• [The task]:
Retype all of the data exactly as given.

....

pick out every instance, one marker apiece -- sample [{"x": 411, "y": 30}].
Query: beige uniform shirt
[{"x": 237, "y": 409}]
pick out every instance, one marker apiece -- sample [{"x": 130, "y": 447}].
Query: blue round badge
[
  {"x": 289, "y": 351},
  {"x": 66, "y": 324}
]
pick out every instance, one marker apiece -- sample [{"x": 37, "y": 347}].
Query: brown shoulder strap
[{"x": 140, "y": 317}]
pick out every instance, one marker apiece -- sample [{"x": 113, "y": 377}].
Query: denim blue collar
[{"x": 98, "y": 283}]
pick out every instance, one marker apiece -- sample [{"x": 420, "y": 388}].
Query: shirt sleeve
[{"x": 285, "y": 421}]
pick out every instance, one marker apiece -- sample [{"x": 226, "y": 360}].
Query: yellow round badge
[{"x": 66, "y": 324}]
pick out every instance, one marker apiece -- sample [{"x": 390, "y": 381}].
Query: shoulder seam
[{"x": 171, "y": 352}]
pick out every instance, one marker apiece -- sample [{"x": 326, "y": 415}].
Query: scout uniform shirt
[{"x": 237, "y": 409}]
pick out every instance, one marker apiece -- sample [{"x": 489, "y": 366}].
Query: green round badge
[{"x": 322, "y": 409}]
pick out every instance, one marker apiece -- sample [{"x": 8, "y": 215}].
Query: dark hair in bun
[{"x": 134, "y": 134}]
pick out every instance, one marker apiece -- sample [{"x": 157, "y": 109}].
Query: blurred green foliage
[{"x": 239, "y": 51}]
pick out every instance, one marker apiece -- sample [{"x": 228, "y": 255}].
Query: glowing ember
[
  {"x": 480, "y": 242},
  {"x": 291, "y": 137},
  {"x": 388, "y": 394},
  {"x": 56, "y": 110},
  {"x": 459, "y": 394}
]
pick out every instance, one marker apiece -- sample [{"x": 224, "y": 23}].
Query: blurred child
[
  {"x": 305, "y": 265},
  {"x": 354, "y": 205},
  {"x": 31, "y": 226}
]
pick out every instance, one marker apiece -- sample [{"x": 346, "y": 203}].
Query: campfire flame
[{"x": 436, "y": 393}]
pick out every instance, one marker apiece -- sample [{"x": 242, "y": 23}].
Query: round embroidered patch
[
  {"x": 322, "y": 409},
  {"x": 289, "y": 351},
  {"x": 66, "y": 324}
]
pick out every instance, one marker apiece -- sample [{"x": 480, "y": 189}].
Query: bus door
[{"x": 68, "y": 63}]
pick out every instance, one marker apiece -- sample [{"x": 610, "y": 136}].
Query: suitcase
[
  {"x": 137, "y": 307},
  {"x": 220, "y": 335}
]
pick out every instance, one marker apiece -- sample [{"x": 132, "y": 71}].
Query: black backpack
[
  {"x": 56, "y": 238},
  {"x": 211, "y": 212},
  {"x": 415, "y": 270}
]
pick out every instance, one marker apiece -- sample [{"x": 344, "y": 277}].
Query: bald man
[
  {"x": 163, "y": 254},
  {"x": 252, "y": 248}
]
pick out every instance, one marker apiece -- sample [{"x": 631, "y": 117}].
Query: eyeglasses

....

• [Finished answer]:
pick out every instance, one marker apiece -- sample [{"x": 411, "y": 30}].
Query: beige uniform shirt
[{"x": 237, "y": 409}]
pick out every instance, one marker apiece -- sample [{"x": 130, "y": 447}].
Query: blue round badge
[
  {"x": 289, "y": 351},
  {"x": 66, "y": 324}
]
pick out every instance, one marker apiece -- sample [{"x": 37, "y": 347}].
Query: brown shoulder strap
[{"x": 140, "y": 317}]
pick out every instance, one marker apiece -- sample [{"x": 113, "y": 377}].
Query: denim blue collar
[{"x": 98, "y": 283}]
pick out every instance, one marker apiece -- sample [{"x": 420, "y": 388}].
Query: shirt sleeve
[{"x": 285, "y": 421}]
pick out every instance, one marker apiece -- sample [{"x": 226, "y": 360}].
Query: yellow round badge
[{"x": 66, "y": 324}]
pick out every instance, one marker apiece -- sample [{"x": 390, "y": 381}].
Query: shoulder seam
[{"x": 171, "y": 352}]
pick out every instance, one marker apiece -- sample [{"x": 326, "y": 415}].
Query: scout uniform shirt
[{"x": 237, "y": 409}]
pick out every instance, one marker apiece -- sample [{"x": 489, "y": 366}].
Query: green round badge
[{"x": 322, "y": 409}]
pick out every instance, one marker apiece -- sample [{"x": 8, "y": 215}].
Query: dark hair in bun
[{"x": 134, "y": 134}]
pick out every instance, one marker apiece -- sample [{"x": 157, "y": 109}].
Query: blurred green foliage
[{"x": 239, "y": 51}]
pick out every instance, one marker apiece -- sample [{"x": 228, "y": 255}].
Query: glowing ember
[
  {"x": 480, "y": 242},
  {"x": 291, "y": 137},
  {"x": 388, "y": 394},
  {"x": 56, "y": 110},
  {"x": 459, "y": 394}
]
pick out every instance, one marker apiece -- sample [{"x": 224, "y": 23}].
Query: blurred child
[
  {"x": 305, "y": 265},
  {"x": 354, "y": 205},
  {"x": 31, "y": 226}
]
pick out every instance, one marker apiece -- sample [{"x": 346, "y": 203}].
Query: campfire flame
[{"x": 436, "y": 393}]
pick out every instance, one marker apiece -- sample [{"x": 242, "y": 23}].
Query: round embroidered patch
[
  {"x": 322, "y": 409},
  {"x": 289, "y": 351},
  {"x": 66, "y": 324}
]
pick out every instance, one marker apiece -- sample [{"x": 480, "y": 189}].
Query: bus door
[{"x": 68, "y": 63}]
pick out every instance, one marker apiece -- sample [{"x": 610, "y": 136}].
Query: suitcase
[
  {"x": 137, "y": 307},
  {"x": 220, "y": 335}
]
pick out every instance, one marker apiece -- sample [{"x": 132, "y": 71}].
Query: black backpack
[
  {"x": 56, "y": 238},
  {"x": 211, "y": 212},
  {"x": 415, "y": 270}
]
pick out every instance, one marker apiece -- sample [{"x": 344, "y": 277}].
Query: bald man
[
  {"x": 163, "y": 254},
  {"x": 252, "y": 248}
]
pick out every instance, one marker apiece -- sample [{"x": 631, "y": 117}].
Query: eyeglasses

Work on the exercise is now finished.